(Rows from a point labeling set)
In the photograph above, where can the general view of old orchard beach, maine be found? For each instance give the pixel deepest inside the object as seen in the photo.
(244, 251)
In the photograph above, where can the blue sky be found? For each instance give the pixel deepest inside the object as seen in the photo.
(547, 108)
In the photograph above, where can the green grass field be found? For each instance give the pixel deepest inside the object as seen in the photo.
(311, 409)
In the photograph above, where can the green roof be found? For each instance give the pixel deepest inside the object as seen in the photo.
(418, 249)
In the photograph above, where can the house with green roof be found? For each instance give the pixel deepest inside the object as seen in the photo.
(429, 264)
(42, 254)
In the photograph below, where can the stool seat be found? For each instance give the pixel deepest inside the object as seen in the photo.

Exercise:
Format the lines of the rows as a JSON list of strings, one string per line with blank lines omitted, starting at the line that contains "In the photograph above, where can the blue" and ending at the last line of the rows.

The response:
[
  "In the photograph above, where can the blue sky be found? For each instance give the pixel deepest inside the object as seen in the photo.",
  "(547, 108)",
  "In the photograph above, where can the green grass field be found? For each instance give the pixel deepest inside the object as seen in the photo.",
  "(311, 409)",
  "In the photograph above, where can the green roof be found? For each instance give the pixel deepest inside the object as seen in the photo.",
  "(418, 249)",
  "In the photograph above, where can the house with green roof be found? For each instance give the pixel deepest inside the object as seen in the photo.",
  "(429, 264)",
  "(42, 254)",
  "In the photograph below, where can the stool seat be found? For each instance give the pixel deepest inside the object as seen in the photo."
]